--- Start ---
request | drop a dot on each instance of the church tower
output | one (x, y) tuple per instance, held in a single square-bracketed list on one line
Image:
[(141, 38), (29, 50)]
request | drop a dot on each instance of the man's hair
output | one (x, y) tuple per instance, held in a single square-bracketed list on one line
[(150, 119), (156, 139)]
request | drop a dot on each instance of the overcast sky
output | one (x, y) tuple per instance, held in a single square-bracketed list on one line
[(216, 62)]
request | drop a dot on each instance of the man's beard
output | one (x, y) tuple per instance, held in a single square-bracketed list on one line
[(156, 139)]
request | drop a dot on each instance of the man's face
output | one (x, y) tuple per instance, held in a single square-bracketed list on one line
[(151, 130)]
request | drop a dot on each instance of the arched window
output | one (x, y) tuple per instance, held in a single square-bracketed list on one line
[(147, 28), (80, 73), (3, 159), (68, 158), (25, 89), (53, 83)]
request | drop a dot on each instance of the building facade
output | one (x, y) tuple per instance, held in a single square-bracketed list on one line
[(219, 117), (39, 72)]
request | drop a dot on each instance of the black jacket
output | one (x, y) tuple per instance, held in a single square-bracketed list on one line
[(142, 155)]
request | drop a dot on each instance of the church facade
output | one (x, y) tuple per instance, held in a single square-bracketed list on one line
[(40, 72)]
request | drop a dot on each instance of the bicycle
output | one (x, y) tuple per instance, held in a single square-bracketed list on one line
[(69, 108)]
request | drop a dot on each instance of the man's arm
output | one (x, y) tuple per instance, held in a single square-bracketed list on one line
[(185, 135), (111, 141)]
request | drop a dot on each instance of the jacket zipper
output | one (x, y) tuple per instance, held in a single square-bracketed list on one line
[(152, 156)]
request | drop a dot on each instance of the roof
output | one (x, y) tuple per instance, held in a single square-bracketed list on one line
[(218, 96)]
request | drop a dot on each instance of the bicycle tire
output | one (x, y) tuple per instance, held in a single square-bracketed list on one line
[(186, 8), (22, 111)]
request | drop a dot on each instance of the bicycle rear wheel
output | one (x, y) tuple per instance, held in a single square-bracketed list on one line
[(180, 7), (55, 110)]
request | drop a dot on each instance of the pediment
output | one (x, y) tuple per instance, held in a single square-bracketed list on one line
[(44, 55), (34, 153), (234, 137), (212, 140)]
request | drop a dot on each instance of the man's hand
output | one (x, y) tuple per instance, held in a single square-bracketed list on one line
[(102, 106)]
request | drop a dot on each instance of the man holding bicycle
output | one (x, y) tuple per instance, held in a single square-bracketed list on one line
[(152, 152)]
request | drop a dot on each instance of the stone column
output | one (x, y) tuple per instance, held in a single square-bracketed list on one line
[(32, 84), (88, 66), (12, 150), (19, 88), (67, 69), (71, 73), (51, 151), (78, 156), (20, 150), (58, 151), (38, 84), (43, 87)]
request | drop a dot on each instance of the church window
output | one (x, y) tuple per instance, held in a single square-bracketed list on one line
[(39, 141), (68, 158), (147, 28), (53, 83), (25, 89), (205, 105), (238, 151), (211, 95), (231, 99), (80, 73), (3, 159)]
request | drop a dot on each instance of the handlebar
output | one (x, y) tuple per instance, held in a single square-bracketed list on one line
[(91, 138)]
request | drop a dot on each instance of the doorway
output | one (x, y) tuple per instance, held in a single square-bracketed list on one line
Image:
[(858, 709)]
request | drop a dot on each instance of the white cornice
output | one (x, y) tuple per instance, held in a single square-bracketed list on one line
--- End ---
- _Task to complete_: Rewrite all of the rows above, replacing "drop a dot" with "place a point" each time it occurs and leaving everything else unchanged.

- _Right answer_:
request | place a point on each instance of the church tower
output | one (x, y) tuple per instance, held in a single square-bracketed list on one line
Image:
[(141, 38), (29, 50)]
request | place a point on each instance of the man's hair
output | one (x, y) tuple per instance, held in a single square-bracketed list on one line
[(150, 119), (156, 139)]
request | place a point on each instance of the overcast sky
output | one (x, y) tuple per instance, held in a single square-bracketed list on one line
[(216, 62)]
request | place a point on each instance of the man's beard
output | one (x, y) tuple per instance, held in a single square-bracketed list on one line
[(156, 139)]
request | place a point on each instance of the man's face
output | one (x, y) tuple per instance, held in a single square-bracketed list on one line
[(151, 130)]
request | place a point on each instance of the arched window
output | one (x, y) tuple per instance, held in a single square-bracketed list on one line
[(147, 28), (80, 73), (3, 159), (68, 158), (25, 89), (53, 83)]
request | place a point on each instance of the building facade
output | one (x, y) tuple per instance, held in a single square-bracketed list on one line
[(219, 117), (39, 72)]
request | place a point on each instance of the black jacket
output | one (x, y) tuple per instance, held in a single square-bracketed list on one line
[(142, 155)]
request | place a point on each instance of the church facade
output | one (x, y) tuple per instance, held in a single square-bracketed list on one line
[(40, 72)]
request | place a point on each instance of the bicycle
output | one (x, y) tuple per instance, held in a single square-bracketed list on one line
[(69, 108)]
request | place a point on each instance of the man's arm
output | one (x, y) tuple per instance, held in a single square-bracketed list on one line
[(185, 135), (111, 141)]
request | place a point on each instance of the jacket zipper
output | one (x, y) tuple per instance, held in a single square-bracketed list on one line
[(152, 156)]
request | place a point on each instance of the roof
output | one (x, y) tuple per instance, held in a single square-bracketed list on one line
[(218, 96)]
request | place a point on each instance of the bicycle tire
output | one (x, y) tuple per instance, held in a single square-bracketed list on one line
[(186, 8), (22, 111)]
request | place a point on each instance of the bicycle rear wheel
output | one (x, y) tuple per instance, held in a single square-bracketed list on one line
[(180, 7), (55, 110)]
request | place a point on each instance of the pediment
output | one (x, y) tuple per instance, held in a single square-bracketed list on one line
[(44, 55), (34, 153), (234, 137), (212, 140)]
request | place a point on each instance of the man's hand
output | one (x, y) tuple per instance, held in a single square-bracketed list on one line
[(102, 106)]
request | place a point on each instance of the man holding bicycle
output | one (x, y) tuple per instance, held in a single square-bracketed list on one line
[(152, 152)]
request | place a point on each instance of the stone column
output | one (x, y) tuple per instance, held in a single square-bracketed list on one line
[(32, 84), (88, 66), (12, 150), (19, 88), (67, 69), (71, 73), (51, 151), (78, 156), (20, 150), (58, 151), (38, 84), (43, 87)]
request | place a point on each instance of the church window
output | one (x, y) tuple per instance, held in a single square-bracketed list on one line
[(39, 141), (68, 158), (147, 28), (53, 83), (25, 89), (205, 105), (238, 151), (211, 95), (231, 99), (80, 73), (3, 159)]
request | place a point on each instance of the handlebar
output | one (x, y) tuple per instance, held in a single square-bracketed list on one line
[(91, 138)]
request | place a point on each instance of the doorway
output | one (x, y) tuple per instance, held in a single square-bracketed list on one line
Image:
[(858, 709)]
request | place a point on each instance of the white cornice
output | one (x, y) tuple per instance, held in a single square-bracketed list on one line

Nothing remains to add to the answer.